-- Start Data rows --

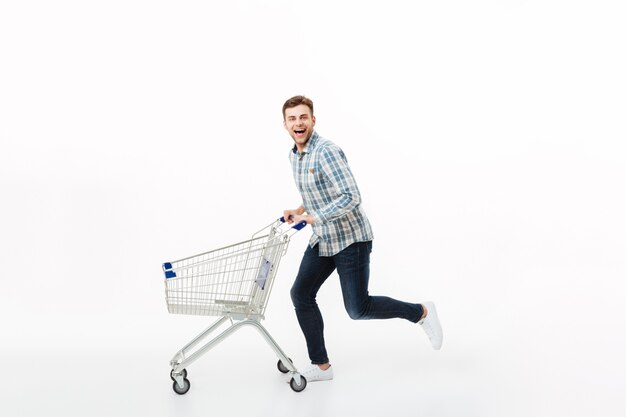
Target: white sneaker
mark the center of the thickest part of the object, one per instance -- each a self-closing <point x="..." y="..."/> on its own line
<point x="314" y="373"/>
<point x="432" y="326"/>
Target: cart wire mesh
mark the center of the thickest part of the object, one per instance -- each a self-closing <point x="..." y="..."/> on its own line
<point x="233" y="281"/>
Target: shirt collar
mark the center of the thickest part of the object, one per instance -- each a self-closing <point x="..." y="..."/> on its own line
<point x="309" y="144"/>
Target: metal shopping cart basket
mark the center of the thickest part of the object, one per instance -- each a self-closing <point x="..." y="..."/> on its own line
<point x="233" y="282"/>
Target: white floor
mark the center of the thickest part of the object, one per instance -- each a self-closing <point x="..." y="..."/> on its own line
<point x="101" y="367"/>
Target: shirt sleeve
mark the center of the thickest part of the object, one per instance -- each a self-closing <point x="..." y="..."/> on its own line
<point x="344" y="192"/>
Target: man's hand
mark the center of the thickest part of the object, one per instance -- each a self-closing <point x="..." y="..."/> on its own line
<point x="298" y="216"/>
<point x="303" y="218"/>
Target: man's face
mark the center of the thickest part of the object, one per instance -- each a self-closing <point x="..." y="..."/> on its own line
<point x="299" y="122"/>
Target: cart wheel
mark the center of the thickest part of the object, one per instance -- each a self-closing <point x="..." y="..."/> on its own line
<point x="282" y="368"/>
<point x="182" y="390"/>
<point x="295" y="386"/>
<point x="184" y="373"/>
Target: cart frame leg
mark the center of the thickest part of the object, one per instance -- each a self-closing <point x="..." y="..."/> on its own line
<point x="181" y="360"/>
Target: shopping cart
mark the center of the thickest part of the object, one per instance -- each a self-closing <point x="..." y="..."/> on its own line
<point x="233" y="282"/>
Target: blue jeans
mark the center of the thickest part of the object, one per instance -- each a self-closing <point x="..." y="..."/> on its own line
<point x="352" y="265"/>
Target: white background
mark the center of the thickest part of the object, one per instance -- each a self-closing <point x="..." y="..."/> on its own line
<point x="487" y="140"/>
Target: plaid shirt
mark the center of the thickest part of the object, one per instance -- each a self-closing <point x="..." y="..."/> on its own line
<point x="330" y="194"/>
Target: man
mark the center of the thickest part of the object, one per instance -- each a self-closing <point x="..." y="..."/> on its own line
<point x="341" y="240"/>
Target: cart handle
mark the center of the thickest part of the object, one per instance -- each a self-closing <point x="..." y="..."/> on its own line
<point x="298" y="226"/>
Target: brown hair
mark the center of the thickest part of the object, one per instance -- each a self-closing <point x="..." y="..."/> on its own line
<point x="296" y="101"/>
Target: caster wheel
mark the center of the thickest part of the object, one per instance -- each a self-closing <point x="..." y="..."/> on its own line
<point x="282" y="368"/>
<point x="182" y="390"/>
<point x="184" y="373"/>
<point x="295" y="386"/>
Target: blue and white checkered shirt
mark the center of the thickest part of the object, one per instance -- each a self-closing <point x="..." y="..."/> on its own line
<point x="330" y="194"/>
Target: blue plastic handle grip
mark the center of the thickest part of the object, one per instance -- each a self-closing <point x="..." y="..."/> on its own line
<point x="298" y="226"/>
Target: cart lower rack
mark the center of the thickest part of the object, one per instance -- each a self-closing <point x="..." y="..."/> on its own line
<point x="233" y="282"/>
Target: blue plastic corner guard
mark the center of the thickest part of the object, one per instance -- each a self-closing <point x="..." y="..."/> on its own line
<point x="298" y="226"/>
<point x="167" y="266"/>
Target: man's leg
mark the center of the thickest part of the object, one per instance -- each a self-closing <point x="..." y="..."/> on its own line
<point x="314" y="270"/>
<point x="353" y="268"/>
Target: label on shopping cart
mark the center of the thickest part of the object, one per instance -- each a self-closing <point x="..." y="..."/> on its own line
<point x="263" y="273"/>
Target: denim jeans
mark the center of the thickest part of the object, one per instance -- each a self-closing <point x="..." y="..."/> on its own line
<point x="352" y="265"/>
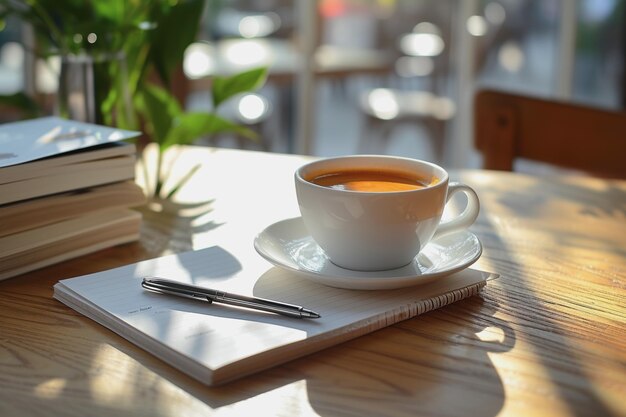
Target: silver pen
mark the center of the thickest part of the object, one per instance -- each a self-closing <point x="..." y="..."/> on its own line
<point x="166" y="286"/>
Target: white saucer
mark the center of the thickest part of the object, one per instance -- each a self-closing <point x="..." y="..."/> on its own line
<point x="287" y="244"/>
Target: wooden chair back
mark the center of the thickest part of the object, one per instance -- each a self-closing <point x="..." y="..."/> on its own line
<point x="509" y="126"/>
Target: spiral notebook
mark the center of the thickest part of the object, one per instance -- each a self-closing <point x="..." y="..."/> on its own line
<point x="216" y="343"/>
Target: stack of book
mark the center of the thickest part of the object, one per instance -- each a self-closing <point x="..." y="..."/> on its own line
<point x="66" y="189"/>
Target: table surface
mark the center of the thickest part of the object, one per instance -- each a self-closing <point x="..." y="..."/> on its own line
<point x="547" y="338"/>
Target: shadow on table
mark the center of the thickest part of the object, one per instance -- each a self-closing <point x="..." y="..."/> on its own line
<point x="443" y="368"/>
<point x="528" y="306"/>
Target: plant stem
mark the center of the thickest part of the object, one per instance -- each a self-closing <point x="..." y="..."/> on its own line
<point x="159" y="183"/>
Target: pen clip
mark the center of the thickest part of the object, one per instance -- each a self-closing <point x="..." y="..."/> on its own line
<point x="175" y="288"/>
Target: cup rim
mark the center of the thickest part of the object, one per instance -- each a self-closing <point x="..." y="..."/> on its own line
<point x="442" y="180"/>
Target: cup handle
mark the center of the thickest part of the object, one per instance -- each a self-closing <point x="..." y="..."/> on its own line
<point x="467" y="217"/>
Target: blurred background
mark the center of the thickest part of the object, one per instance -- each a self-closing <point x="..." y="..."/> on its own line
<point x="376" y="76"/>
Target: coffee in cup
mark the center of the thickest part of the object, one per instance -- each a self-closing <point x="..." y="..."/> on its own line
<point x="377" y="212"/>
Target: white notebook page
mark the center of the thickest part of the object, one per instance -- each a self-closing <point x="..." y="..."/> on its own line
<point x="215" y="342"/>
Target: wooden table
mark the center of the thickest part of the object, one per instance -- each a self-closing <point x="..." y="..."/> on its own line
<point x="547" y="338"/>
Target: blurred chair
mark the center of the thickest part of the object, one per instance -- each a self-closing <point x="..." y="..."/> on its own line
<point x="509" y="126"/>
<point x="417" y="94"/>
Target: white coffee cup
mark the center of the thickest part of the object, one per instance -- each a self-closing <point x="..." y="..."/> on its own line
<point x="372" y="231"/>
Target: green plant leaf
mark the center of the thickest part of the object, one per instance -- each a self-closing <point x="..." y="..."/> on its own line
<point x="21" y="102"/>
<point x="174" y="32"/>
<point x="226" y="87"/>
<point x="161" y="109"/>
<point x="190" y="126"/>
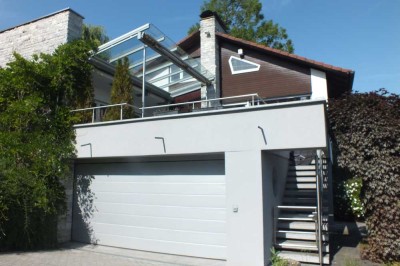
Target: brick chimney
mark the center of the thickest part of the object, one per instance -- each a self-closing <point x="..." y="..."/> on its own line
<point x="210" y="23"/>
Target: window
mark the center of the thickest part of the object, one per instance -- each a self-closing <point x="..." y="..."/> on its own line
<point x="239" y="65"/>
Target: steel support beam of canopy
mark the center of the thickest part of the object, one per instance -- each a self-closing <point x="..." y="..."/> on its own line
<point x="159" y="48"/>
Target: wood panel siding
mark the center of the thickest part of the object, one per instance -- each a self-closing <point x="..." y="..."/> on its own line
<point x="276" y="78"/>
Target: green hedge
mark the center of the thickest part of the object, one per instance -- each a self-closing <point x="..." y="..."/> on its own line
<point x="366" y="132"/>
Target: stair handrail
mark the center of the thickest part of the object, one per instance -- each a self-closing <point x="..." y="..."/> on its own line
<point x="319" y="189"/>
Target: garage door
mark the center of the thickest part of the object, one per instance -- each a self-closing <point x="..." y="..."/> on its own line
<point x="174" y="206"/>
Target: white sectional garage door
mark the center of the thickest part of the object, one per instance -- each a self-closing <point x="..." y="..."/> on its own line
<point x="175" y="207"/>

-- End Data rows --

■ Required task:
Format the lines of the items as a numbered list, from the line with "Target: white sectional garage door" through the end of the items, omitting blank lines.

■ Task output:
1. Target: white sectional garage door
2. mark the center of the thickest part of the object, one per instance -- each a self-closing <point x="..." y="..."/> on its own line
3. <point x="175" y="207"/>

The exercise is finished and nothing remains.